#### PROBLEM DESCRIPTION
Copy the lines below that contain "post".

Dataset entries

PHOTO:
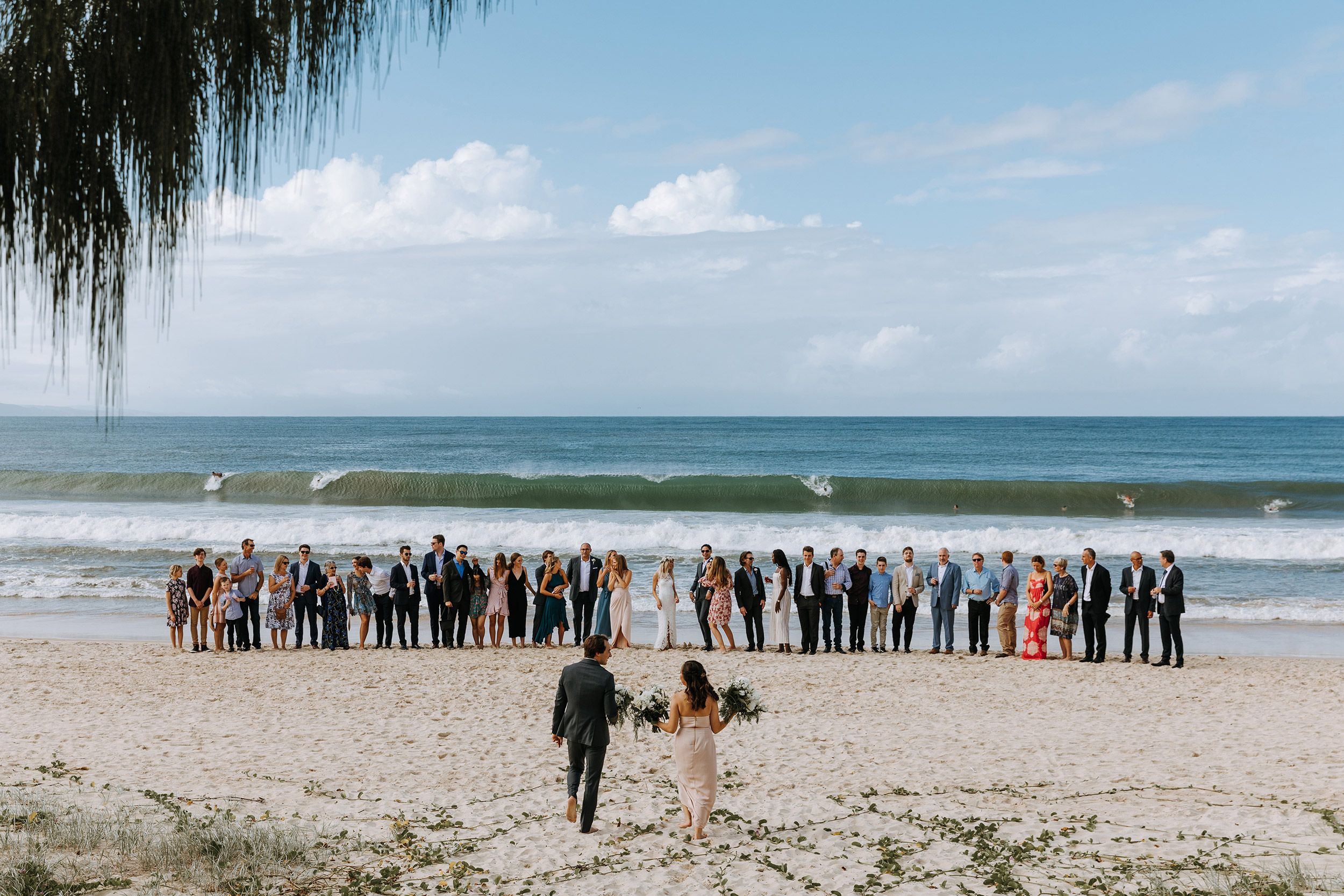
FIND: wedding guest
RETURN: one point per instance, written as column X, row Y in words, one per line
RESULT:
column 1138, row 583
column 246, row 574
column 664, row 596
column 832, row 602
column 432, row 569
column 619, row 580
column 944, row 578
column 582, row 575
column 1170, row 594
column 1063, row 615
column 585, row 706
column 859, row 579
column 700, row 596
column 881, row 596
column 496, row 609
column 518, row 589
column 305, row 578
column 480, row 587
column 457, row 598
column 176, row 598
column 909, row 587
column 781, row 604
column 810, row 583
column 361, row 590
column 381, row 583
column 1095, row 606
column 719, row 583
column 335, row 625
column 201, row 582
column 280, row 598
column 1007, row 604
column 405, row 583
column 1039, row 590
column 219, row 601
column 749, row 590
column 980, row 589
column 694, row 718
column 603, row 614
...
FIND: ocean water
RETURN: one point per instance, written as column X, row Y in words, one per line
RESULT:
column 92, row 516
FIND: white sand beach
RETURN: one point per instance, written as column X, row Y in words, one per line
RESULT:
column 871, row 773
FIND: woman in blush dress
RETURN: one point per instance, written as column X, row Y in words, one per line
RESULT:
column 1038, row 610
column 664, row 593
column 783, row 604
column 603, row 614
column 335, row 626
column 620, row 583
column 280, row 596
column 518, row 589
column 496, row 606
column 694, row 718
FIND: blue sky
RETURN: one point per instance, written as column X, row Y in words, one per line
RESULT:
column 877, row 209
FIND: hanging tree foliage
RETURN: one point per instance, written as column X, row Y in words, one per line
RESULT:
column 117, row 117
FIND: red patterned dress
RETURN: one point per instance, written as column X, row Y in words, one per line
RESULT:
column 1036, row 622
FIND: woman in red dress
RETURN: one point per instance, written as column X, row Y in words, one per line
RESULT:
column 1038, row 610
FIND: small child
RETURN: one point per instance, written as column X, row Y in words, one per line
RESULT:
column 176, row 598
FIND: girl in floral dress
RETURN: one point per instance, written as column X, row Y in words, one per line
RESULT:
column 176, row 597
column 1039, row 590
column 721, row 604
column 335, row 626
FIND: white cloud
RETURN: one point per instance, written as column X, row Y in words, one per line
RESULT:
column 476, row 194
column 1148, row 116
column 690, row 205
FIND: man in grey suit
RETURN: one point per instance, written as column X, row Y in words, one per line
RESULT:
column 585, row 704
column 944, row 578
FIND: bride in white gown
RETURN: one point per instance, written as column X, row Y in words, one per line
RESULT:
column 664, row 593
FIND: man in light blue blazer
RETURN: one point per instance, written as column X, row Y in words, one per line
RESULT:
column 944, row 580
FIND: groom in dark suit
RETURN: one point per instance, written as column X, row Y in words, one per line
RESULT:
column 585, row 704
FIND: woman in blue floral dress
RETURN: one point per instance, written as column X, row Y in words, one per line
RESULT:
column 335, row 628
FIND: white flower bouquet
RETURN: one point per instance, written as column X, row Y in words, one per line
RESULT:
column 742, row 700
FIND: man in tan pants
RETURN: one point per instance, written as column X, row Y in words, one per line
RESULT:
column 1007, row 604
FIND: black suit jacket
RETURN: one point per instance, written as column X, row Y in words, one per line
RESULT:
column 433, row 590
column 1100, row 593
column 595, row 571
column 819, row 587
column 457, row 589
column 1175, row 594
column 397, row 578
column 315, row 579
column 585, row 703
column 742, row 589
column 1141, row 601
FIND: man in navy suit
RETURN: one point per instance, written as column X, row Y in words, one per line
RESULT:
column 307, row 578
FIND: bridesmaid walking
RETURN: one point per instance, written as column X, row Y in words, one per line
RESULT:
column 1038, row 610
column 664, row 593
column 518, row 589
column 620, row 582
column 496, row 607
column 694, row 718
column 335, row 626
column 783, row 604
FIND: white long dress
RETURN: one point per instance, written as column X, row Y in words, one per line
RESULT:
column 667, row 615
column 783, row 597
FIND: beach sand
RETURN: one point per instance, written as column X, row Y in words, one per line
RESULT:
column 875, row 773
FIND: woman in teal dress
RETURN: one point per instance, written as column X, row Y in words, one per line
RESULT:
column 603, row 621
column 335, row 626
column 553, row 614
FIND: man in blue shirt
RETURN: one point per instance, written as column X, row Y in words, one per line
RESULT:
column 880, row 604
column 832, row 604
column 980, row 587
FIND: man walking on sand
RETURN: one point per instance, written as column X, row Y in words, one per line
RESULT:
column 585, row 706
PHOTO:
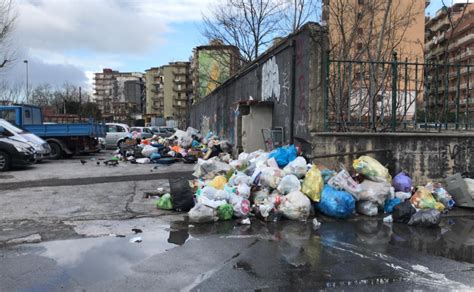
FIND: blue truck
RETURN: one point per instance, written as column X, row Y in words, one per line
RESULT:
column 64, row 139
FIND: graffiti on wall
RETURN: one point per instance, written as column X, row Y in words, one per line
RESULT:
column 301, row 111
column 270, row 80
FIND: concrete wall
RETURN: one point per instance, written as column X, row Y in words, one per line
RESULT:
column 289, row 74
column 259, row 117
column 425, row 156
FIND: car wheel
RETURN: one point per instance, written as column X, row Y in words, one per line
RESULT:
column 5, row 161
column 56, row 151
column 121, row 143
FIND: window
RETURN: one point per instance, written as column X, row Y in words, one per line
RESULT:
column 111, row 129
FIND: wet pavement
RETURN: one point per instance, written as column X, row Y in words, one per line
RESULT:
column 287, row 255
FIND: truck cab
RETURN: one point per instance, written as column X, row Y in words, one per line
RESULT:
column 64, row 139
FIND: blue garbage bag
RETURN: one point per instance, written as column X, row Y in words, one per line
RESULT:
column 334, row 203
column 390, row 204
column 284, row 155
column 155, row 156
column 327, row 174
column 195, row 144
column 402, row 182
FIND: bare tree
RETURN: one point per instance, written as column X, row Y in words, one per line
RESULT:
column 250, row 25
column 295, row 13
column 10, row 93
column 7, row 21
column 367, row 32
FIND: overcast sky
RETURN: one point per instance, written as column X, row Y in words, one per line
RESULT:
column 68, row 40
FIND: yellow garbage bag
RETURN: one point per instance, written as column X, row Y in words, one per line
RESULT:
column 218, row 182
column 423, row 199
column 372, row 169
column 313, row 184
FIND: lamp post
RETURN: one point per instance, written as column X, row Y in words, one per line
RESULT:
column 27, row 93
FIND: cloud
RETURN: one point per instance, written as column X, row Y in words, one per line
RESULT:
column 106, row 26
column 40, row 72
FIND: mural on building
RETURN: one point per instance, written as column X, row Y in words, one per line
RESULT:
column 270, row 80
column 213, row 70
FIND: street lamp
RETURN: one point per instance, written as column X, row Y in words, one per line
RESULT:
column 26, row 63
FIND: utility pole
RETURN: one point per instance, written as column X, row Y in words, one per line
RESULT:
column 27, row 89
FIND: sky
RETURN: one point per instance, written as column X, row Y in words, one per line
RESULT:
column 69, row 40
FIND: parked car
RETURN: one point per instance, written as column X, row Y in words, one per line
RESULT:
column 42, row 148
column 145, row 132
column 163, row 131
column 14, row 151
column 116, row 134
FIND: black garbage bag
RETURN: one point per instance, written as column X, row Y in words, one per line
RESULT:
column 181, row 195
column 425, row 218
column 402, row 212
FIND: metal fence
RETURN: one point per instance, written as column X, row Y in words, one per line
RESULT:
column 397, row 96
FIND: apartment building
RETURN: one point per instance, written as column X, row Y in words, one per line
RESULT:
---
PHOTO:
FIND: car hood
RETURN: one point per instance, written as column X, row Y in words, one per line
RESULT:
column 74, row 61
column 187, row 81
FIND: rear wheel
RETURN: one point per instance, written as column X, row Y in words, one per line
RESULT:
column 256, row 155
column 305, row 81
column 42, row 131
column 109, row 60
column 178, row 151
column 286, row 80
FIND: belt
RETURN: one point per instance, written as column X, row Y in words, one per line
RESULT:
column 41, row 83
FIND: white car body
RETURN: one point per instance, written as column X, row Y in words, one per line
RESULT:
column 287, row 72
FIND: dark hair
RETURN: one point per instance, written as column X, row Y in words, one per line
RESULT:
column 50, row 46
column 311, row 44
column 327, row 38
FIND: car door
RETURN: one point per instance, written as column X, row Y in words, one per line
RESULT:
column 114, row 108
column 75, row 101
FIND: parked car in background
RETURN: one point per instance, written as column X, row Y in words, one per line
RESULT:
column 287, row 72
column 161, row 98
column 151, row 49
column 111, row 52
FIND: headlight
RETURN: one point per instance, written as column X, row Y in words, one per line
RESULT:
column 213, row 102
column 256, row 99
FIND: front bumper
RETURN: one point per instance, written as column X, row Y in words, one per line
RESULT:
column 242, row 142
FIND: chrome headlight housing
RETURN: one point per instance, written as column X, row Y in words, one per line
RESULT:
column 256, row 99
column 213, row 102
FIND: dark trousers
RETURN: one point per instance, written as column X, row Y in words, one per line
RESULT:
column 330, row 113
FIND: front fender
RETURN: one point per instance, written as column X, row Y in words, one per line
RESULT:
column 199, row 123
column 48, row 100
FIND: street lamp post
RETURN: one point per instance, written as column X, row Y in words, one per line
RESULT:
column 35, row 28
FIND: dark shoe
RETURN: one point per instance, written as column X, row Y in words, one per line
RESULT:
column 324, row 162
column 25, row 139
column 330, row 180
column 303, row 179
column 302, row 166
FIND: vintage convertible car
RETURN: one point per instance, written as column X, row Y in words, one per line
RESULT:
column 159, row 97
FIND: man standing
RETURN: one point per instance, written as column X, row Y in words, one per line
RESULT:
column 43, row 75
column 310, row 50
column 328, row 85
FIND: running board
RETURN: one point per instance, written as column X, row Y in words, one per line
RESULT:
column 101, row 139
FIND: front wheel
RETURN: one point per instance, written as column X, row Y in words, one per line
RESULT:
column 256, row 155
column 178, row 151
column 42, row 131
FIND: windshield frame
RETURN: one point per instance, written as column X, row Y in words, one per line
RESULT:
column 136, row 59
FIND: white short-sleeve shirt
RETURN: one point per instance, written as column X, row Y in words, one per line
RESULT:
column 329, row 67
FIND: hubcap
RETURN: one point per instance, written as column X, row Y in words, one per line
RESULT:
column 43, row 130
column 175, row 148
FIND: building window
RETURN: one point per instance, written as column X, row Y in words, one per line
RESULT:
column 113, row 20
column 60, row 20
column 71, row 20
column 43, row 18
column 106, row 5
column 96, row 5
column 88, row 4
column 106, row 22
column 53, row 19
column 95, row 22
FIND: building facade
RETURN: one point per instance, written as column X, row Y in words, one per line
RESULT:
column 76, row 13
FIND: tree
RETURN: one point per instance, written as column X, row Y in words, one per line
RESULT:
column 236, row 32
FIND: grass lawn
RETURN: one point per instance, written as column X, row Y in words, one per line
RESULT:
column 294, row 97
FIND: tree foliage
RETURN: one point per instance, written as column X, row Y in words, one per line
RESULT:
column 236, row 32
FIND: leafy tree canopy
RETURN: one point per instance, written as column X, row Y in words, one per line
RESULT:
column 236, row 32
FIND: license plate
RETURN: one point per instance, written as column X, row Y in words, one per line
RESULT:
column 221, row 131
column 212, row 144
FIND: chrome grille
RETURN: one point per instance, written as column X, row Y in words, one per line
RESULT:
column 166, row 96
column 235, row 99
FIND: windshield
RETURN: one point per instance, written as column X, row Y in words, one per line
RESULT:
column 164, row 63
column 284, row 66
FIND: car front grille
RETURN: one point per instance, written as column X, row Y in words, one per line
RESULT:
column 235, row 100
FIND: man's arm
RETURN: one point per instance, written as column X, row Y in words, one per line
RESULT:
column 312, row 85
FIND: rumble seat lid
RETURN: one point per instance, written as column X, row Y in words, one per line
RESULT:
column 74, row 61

#### SOLUTION TO THIS EXERCISE
FIND: lamp post
FIND: street lamp post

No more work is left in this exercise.